-- start of Data excerpts --

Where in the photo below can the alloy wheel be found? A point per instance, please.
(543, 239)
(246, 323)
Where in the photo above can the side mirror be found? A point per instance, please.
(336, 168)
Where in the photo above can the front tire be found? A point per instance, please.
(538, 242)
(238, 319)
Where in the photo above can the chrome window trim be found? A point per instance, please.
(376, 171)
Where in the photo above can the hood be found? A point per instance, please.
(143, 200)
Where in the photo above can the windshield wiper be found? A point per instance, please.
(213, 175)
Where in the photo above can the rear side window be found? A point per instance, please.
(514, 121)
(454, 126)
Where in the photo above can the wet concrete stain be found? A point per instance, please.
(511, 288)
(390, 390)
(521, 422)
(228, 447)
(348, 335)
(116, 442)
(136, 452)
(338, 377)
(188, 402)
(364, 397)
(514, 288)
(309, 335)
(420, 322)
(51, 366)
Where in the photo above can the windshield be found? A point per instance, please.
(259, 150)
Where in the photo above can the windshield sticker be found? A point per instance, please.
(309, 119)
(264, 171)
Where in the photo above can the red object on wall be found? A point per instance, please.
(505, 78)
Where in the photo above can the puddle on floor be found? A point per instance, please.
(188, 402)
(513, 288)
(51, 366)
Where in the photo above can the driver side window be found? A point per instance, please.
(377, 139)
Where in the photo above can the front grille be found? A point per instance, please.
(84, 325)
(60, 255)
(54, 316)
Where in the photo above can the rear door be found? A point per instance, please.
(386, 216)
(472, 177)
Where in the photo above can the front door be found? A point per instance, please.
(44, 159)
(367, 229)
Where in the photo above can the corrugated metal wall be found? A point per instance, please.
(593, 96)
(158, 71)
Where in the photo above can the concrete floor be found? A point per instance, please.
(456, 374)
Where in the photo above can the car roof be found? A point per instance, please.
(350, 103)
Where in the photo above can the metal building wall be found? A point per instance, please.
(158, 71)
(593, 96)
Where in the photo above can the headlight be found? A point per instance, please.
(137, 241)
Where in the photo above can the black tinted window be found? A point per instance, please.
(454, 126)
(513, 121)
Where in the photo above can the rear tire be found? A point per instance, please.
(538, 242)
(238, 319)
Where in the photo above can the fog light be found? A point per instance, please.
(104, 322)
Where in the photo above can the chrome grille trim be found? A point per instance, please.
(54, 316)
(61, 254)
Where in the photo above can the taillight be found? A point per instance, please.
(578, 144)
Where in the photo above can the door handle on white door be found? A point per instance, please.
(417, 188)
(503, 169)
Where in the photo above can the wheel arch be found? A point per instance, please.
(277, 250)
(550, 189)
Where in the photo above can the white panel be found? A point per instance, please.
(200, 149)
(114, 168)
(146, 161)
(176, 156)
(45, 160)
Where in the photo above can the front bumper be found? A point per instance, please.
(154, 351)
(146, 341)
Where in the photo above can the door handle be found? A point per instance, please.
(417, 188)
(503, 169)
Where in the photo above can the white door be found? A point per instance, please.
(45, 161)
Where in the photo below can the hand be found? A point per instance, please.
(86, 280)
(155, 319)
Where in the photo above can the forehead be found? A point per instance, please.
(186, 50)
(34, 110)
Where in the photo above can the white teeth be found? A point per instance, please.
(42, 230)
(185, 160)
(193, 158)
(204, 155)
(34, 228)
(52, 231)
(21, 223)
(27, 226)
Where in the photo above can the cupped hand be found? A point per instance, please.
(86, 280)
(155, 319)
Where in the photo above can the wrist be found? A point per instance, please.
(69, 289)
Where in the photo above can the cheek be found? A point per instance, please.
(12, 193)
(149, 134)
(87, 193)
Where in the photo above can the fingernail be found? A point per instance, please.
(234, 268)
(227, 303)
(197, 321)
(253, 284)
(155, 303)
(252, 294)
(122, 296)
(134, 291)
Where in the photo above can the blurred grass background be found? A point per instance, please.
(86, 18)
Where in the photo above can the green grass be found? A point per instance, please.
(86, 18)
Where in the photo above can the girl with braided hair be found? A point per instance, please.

-- end of Data excerpts --

■ Task prompt ■
Repeat only the stretch of lines that opens with the line containing "Where in the photo above can the cheek" and closes with the final line of the entries, both included, exactly as written.

■ Correct answer ■
Where in the photo above can the cheek be found? A point per instance, please.
(12, 193)
(149, 134)
(87, 193)
Where in the photo above can the fingernail be found? A point per instance, please.
(234, 268)
(227, 303)
(197, 321)
(253, 284)
(155, 303)
(252, 294)
(122, 296)
(134, 291)
Where in the photo above can the blurred grass background be found? A point per instance, please.
(86, 18)
Where in the photo above can the green grass be found? A point per instance, please.
(86, 18)
Where in the photo above can the girl with braided hair be found? A point per instance, please.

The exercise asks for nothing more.